## Gestellte Aufgabe A
Zeige alle Zeilen weiter unten unverändert an, in denen das Wort „tram“ vorkommt.

## Seitentext
-=-=-
Unerbittliche Kampagne

Die rechtsextremen Aktivisten, die zu Gays Sturz beigetragen haben, stehen nicht besser da. Christopher Rufo vom Manhattan Institute und alle, die sich hinter ihn scharten, sehen ihre Karriere als Symbol eine unfairen Bevorzugung aufgrund ihrer Rasse. Ihnen wirf Gay ihrerseits Rassismus vor. Aber selbst, wenn sie keine Rassisten sind, eifern sie sogenannten Progressiven nach, die jeden, der nicht ihre eigenen ideologischen Positionen vertritt, am liebsten „canceln“ würden.

Und auch reiche Juden, die Harvard viel Geld gespendet haben, wie der Hedge Fund-Manager Bill Ackman, geben mit ihrer unerbittlichen öffentlichen Kampagne gegen Gay kein gutes Bild ab. Spenden geben niemandem das Recht, sich in akademische Angelegenheiten zu mischen. Auch Ackman unterstellt Gay Rassismus und argumentiert, Harvard toleriere Judenhass.
-=-=-
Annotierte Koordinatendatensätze
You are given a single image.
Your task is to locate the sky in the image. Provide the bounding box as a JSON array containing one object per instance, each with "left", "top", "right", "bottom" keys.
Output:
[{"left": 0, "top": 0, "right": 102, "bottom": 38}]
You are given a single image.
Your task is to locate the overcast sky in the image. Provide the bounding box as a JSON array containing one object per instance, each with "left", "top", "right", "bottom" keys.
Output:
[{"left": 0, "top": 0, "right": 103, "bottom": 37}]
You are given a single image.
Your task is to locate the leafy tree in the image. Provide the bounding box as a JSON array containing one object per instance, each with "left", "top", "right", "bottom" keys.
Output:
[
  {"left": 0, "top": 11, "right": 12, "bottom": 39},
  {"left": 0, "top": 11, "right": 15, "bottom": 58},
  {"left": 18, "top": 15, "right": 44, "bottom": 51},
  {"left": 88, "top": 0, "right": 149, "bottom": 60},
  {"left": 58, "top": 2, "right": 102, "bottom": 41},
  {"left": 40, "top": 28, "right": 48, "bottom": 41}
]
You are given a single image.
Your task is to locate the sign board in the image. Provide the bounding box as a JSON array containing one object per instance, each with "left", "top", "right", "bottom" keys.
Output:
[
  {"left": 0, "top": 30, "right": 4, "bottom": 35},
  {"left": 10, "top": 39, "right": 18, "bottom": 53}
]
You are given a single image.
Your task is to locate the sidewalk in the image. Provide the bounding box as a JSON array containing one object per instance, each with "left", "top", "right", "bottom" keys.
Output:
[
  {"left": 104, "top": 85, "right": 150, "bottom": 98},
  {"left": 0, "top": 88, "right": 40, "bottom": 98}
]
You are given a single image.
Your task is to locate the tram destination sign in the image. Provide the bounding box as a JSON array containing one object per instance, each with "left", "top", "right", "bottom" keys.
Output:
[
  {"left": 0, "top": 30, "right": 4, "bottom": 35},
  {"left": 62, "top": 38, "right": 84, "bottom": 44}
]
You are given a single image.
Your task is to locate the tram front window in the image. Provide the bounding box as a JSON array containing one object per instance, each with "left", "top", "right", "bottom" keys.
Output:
-=-=-
## Gestellte Aufgabe B
Gib aus dem Seitentext oben den Abschnitt wörtlich aus, beginnend mit „Und auch reiche“ und weiter bis einschließlich „Harvard toleriere Judenhass.“.

## Ergebnis der Aufgabe A
Your task is to locate the tram destination sign in the image. Provide the bounding box as a JSON array containing one object per instance, each with "left", "top", "right", "bottom" keys.
Your task is to locate the tram front window in the image. Provide the bounding box as a JSON array containing one object per instance, each with "left", "top", "right", "bottom" keys.

## Ergebnis der Aufgabe B
Und auch reiche Juden, die Harvard viel Geld gespendet haben, wie der Hedge Fund-Manager Bill Ackman, geben mit ihrer unerbittlichen öffentlichen Kampagne gegen Gay kein gutes Bild ab. Spenden geben niemandem das Recht, sich in akademische Angelegenheiten zu mischen. Auch Ackman unterstellt Gay Rassismus und argumentiert, Harvard toleriere Judenhass.